Repeat the whole listing below, word for word.

====== Available data

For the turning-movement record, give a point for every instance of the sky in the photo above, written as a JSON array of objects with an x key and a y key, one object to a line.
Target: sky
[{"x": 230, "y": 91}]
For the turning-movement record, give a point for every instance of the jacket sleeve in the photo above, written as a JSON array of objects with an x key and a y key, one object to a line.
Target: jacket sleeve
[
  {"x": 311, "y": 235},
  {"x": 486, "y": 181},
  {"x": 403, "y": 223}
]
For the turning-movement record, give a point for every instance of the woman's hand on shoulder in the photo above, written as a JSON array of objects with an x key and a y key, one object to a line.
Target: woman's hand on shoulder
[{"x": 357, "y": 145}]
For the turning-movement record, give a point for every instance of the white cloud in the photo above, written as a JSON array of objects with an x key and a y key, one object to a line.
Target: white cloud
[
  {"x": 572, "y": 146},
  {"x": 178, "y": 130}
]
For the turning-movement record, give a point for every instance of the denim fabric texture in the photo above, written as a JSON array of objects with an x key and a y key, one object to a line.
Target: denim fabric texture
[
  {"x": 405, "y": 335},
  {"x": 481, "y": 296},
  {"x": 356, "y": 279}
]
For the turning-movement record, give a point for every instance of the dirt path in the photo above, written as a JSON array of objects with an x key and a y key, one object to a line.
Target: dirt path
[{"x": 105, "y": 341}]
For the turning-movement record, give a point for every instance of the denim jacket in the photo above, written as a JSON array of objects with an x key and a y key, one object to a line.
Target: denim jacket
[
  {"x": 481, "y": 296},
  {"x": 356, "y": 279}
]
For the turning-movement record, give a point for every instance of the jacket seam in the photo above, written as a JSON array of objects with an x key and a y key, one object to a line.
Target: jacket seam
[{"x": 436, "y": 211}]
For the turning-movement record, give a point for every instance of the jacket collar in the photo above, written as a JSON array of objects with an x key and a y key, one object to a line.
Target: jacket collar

============

### Output for this exercise:
For the turning-movement record, give a point for every instance of the sky in the photo above, written as a JSON array of objects with an x key and a y key, one object to a line.
Target: sky
[{"x": 230, "y": 91}]
For the turning-movement record, give a point for every instance of the jacket sleeve in the photo above, written as a JSON array of objects with an x key and a y key, one object to a line.
Target: jacket sleeve
[
  {"x": 311, "y": 235},
  {"x": 486, "y": 181},
  {"x": 403, "y": 223}
]
For the turning-movement record, give a point for every instance of the woman's hand on shoulder in the photo above, written as a JSON array of objects with an x key and a y key, one object to a line.
Target: woman's hand on shoulder
[{"x": 357, "y": 145}]
For the turning-movement record, give a point for every instance of the white cloud in the photo above, written as a JSON array of objects with an x key and a y key, one object to a line.
Target: white cloud
[
  {"x": 572, "y": 146},
  {"x": 178, "y": 130}
]
For the turning-movement record, give a point for every instance of the denim fabric texture in the photo above, written as a JSON array of objects with an x key and a y key, one object to a line.
Target: denim fabric texture
[
  {"x": 405, "y": 335},
  {"x": 481, "y": 296},
  {"x": 356, "y": 279}
]
For the turning-movement record, give a point for every instance of the dirt path in the photo above, written as a JSON array of objects with an x key and a y key, one object to a line.
Target: dirt path
[{"x": 105, "y": 341}]
For the turning-movement record, give a point for every instance of the denim jacket in the photo above, written as a JSON array of objects with an x key and a y key, one object to a line.
Target: denim jacket
[
  {"x": 481, "y": 296},
  {"x": 356, "y": 279}
]
For the turning-movement record, give a point for every instance of the jacket seam in the photo above, written as a JSON array of objects with an x key and a y key, one object to a line.
Target: jacket seam
[{"x": 436, "y": 211}]
For the turning-movement record, give a point for every instance of the jacket collar in the photo above, written as a JSON array of objects with an x key and a y key, one object to a line.
Target: jacket collar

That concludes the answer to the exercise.